DATA IN THIS EXERCISE:
◆ ◆ ◆
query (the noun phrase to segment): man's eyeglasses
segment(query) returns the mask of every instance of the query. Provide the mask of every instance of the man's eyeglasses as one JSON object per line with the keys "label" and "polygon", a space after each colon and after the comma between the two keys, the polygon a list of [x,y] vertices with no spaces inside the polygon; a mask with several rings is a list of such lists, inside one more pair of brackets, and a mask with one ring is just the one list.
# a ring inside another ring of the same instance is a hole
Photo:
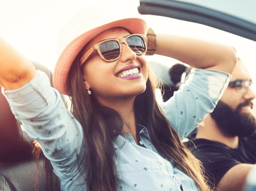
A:
{"label": "man's eyeglasses", "polygon": [[147,52],[145,35],[131,34],[121,39],[106,40],[96,44],[81,58],[81,65],[84,63],[95,50],[97,51],[100,58],[104,61],[112,62],[116,60],[122,54],[123,43],[124,43],[137,55],[143,54]]}
{"label": "man's eyeglasses", "polygon": [[229,83],[229,86],[233,86],[236,88],[236,91],[241,94],[245,94],[248,91],[249,86],[252,84],[254,84],[251,81],[243,79],[238,79],[235,81],[230,82]]}

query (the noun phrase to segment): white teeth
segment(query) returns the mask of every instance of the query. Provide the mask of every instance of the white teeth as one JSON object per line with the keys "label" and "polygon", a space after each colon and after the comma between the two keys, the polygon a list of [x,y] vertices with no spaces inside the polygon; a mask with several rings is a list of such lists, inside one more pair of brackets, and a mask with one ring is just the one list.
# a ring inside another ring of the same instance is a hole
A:
{"label": "white teeth", "polygon": [[123,74],[121,74],[119,77],[124,77],[128,75],[135,75],[139,73],[139,70],[138,68],[134,68],[132,69],[129,70],[126,70],[126,71],[124,71]]}
{"label": "white teeth", "polygon": [[134,72],[132,70],[129,70],[129,73],[130,73],[130,74],[132,74],[134,73]]}

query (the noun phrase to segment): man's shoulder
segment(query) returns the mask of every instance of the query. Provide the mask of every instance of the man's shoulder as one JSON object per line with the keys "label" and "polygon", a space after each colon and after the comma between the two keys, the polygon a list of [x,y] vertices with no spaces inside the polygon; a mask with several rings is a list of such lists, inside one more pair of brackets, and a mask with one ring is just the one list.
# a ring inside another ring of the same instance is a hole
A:
{"label": "man's shoulder", "polygon": [[225,150],[228,149],[227,146],[221,143],[204,138],[190,139],[186,145],[188,148],[195,151],[216,149]]}

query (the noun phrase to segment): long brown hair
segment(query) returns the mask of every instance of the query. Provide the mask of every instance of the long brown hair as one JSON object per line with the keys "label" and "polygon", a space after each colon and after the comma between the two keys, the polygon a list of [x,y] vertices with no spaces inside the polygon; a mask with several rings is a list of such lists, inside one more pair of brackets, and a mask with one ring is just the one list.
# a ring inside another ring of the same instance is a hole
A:
{"label": "long brown hair", "polygon": [[[114,191],[118,185],[114,161],[115,151],[112,142],[122,133],[124,122],[114,110],[101,105],[88,95],[83,79],[83,71],[79,61],[81,51],[69,74],[67,90],[71,101],[71,112],[83,127],[88,161],[86,183],[89,190]],[[148,70],[145,91],[137,96],[134,103],[136,123],[146,127],[153,144],[160,154],[171,160],[194,180],[199,191],[210,190],[206,183],[202,166],[181,143],[157,103],[156,81]],[[39,156],[39,155],[38,155]],[[48,180],[52,171],[46,168]]]}

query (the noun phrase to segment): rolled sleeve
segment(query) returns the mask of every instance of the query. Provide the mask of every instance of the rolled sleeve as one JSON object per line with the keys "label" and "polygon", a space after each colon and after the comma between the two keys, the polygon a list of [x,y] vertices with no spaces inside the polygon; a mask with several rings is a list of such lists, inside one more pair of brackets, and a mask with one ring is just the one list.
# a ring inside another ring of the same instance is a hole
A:
{"label": "rolled sleeve", "polygon": [[180,89],[161,108],[182,139],[212,112],[231,75],[217,70],[193,69]]}
{"label": "rolled sleeve", "polygon": [[15,118],[39,143],[55,173],[64,178],[73,176],[84,152],[82,128],[66,109],[59,92],[51,87],[47,76],[38,71],[22,87],[2,90]]}

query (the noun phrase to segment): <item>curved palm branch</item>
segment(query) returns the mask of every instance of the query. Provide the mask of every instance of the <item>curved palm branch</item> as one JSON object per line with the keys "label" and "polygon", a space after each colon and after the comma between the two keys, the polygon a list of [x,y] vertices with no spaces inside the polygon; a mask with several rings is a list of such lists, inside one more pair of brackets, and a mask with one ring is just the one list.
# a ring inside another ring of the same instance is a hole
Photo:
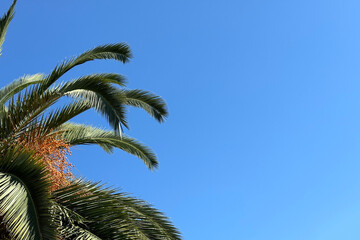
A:
{"label": "curved palm branch", "polygon": [[55,239],[49,181],[32,154],[10,149],[0,161],[0,212],[11,239]]}
{"label": "curved palm branch", "polygon": [[57,131],[61,132],[61,137],[72,146],[97,144],[108,153],[111,153],[113,148],[118,148],[143,160],[149,169],[158,166],[155,153],[133,138],[124,135],[118,136],[112,131],[74,123],[63,124]]}
{"label": "curved palm branch", "polygon": [[13,1],[7,13],[0,19],[0,55],[2,54],[2,45],[5,41],[6,31],[14,17],[15,4],[16,0]]}
{"label": "curved palm branch", "polygon": [[151,205],[99,184],[76,181],[55,191],[53,199],[61,210],[66,239],[181,239]]}

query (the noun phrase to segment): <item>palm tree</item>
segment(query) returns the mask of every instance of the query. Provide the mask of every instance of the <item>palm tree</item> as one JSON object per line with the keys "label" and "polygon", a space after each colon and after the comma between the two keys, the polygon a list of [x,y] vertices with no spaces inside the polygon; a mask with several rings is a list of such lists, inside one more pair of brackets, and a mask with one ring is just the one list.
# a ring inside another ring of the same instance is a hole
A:
{"label": "palm tree", "polygon": [[[0,49],[15,4],[0,19]],[[167,109],[159,96],[125,89],[125,78],[115,73],[58,83],[88,61],[126,63],[130,58],[125,43],[102,45],[62,62],[48,75],[24,76],[0,89],[2,239],[181,239],[151,205],[100,183],[71,178],[71,165],[64,160],[71,146],[97,144],[107,152],[119,148],[133,154],[149,169],[158,166],[152,150],[122,130],[128,127],[127,106],[142,108],[163,122]],[[65,97],[70,102],[54,108]],[[89,109],[103,115],[113,130],[69,122]]]}

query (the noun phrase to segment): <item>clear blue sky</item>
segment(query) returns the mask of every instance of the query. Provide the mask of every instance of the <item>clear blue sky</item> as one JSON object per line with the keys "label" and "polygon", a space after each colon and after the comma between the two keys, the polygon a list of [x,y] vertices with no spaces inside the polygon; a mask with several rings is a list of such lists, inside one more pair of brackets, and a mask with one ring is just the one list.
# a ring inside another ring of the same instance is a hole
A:
{"label": "clear blue sky", "polygon": [[[160,168],[78,147],[79,174],[154,204],[186,240],[355,240],[359,12],[355,0],[20,0],[1,85],[125,41],[130,64],[97,61],[64,80],[119,72],[165,98],[165,124],[132,109],[126,132]],[[107,127],[93,113],[78,120]]]}

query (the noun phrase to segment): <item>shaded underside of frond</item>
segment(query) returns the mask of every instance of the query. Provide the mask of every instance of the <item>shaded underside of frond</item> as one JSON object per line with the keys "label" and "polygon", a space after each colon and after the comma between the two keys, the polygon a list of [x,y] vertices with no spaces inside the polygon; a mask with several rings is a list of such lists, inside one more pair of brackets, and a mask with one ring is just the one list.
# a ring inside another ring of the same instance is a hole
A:
{"label": "shaded underside of frond", "polygon": [[7,149],[0,161],[0,213],[11,239],[55,239],[49,181],[32,154]]}
{"label": "shaded underside of frond", "polygon": [[75,123],[63,124],[56,131],[70,145],[97,144],[109,153],[118,148],[140,158],[150,169],[158,166],[156,155],[150,148],[125,135]]}
{"label": "shaded underside of frond", "polygon": [[14,17],[16,0],[13,1],[7,13],[0,19],[0,55],[2,53],[2,45],[5,41],[5,35],[11,20]]}
{"label": "shaded underside of frond", "polygon": [[69,239],[82,239],[79,234],[85,239],[181,239],[161,212],[114,189],[76,181],[54,192],[53,198],[62,211],[62,221],[66,222],[66,234],[72,234]]}

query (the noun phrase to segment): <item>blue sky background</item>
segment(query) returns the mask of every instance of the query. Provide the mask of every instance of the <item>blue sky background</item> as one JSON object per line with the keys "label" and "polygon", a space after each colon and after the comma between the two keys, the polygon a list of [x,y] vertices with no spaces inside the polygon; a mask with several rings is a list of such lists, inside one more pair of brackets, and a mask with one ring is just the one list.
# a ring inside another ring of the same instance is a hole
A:
{"label": "blue sky background", "polygon": [[96,61],[63,80],[118,72],[165,98],[165,124],[131,109],[126,131],[160,168],[77,147],[79,175],[154,204],[186,240],[359,239],[359,11],[355,0],[20,0],[0,80],[125,41],[130,64]]}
◆ ◆ ◆
THE EXERCISE:
Return exactly the lines of the data, and only those, from the line with "query (the noun phrase to segment): <item>blue" through the last line, inclusive.

ANSWER TO THIS PROBLEM:
query (the noun phrase to segment): <item>blue sky background</item>
segment(query) returns the mask of every instance of the query. Provide the mask of every instance of the <item>blue sky background</item> as one JSON object per line with the keys "label" and "polygon", a space after each colon and after the comma between the two keys, the polygon a list of [x,y] vertices with no spaces inside the polygon; a mask with several rings is a list of such lists, inside one more pair of brackets, and a mask with one ring is just the one list.
# a ring inside another ring of the same instance is a hole
A:
{"label": "blue sky background", "polygon": [[96,61],[63,80],[118,72],[165,98],[165,124],[131,109],[126,131],[160,168],[77,147],[79,175],[154,204],[186,240],[359,239],[359,11],[355,0],[20,0],[0,80],[125,41],[130,64]]}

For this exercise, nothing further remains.